» **AIM OF THE EXERCISE**:
Copy the material below word for word, but leave out the picture.

» **MATERIALS PROVIDED**:
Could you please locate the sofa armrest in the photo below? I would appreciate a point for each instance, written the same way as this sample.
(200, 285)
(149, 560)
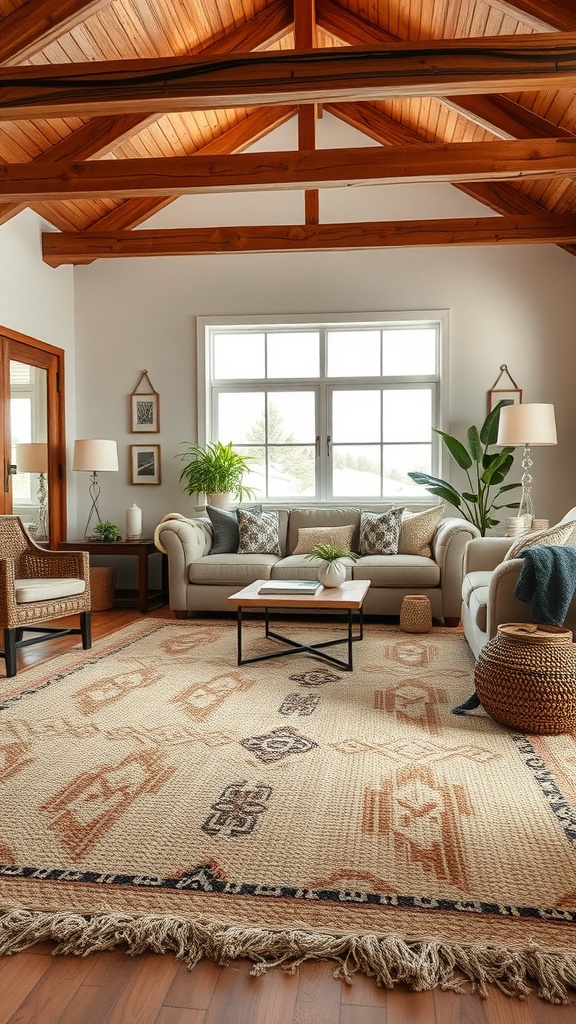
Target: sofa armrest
(503, 606)
(182, 541)
(485, 553)
(449, 545)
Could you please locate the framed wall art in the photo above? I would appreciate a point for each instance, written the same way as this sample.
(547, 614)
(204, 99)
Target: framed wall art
(504, 390)
(145, 407)
(145, 463)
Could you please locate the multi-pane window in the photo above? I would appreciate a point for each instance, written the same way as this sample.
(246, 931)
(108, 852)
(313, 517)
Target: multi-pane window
(329, 411)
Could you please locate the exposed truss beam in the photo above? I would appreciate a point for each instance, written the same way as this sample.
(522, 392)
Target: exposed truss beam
(541, 13)
(71, 248)
(522, 159)
(439, 68)
(100, 134)
(38, 23)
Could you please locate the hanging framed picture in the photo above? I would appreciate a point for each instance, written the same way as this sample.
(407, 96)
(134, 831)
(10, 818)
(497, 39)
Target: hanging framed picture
(504, 391)
(145, 463)
(145, 408)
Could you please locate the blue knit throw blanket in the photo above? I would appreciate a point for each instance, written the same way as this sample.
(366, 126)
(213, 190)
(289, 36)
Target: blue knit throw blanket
(547, 582)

» **ANSWER FOR THIS EXERCISE**:
Could you please locate the sofa armrest in the photo below? I would appreciate a point for each instance, written the same way as this sample.
(200, 285)
(149, 560)
Target: sofa armrest
(503, 606)
(182, 541)
(485, 553)
(449, 545)
Could you please locate the framed wall art in the photo above? I would appreciate a point for each instance, written the same way as this sample.
(547, 614)
(204, 99)
Target: framed wall art
(504, 390)
(145, 407)
(145, 463)
Could you please locate the multi-pane window in the photo above? I would appreciate a point for each instance, written the same way as this sample.
(246, 931)
(108, 852)
(313, 517)
Target: multi-pane window
(329, 411)
Could you please locate the exposed truss beam in the photo above? I would appreciate a point for each instance, written the same way as this sample.
(522, 392)
Target: exposed truss beam
(541, 13)
(71, 248)
(522, 159)
(439, 68)
(100, 134)
(38, 23)
Could you please locate the hanging framed picture in the photo above? I would appreciate a point for each instance, written the same way as this sample.
(407, 96)
(134, 831)
(10, 818)
(497, 39)
Target: hanging framed picture
(504, 391)
(145, 463)
(145, 408)
Could you please locate the blue knit throw blanket in the photo above? I would appreciate a point for each instance, written the same way as this sample.
(366, 126)
(213, 190)
(289, 36)
Target: blue knit throw blanket
(547, 582)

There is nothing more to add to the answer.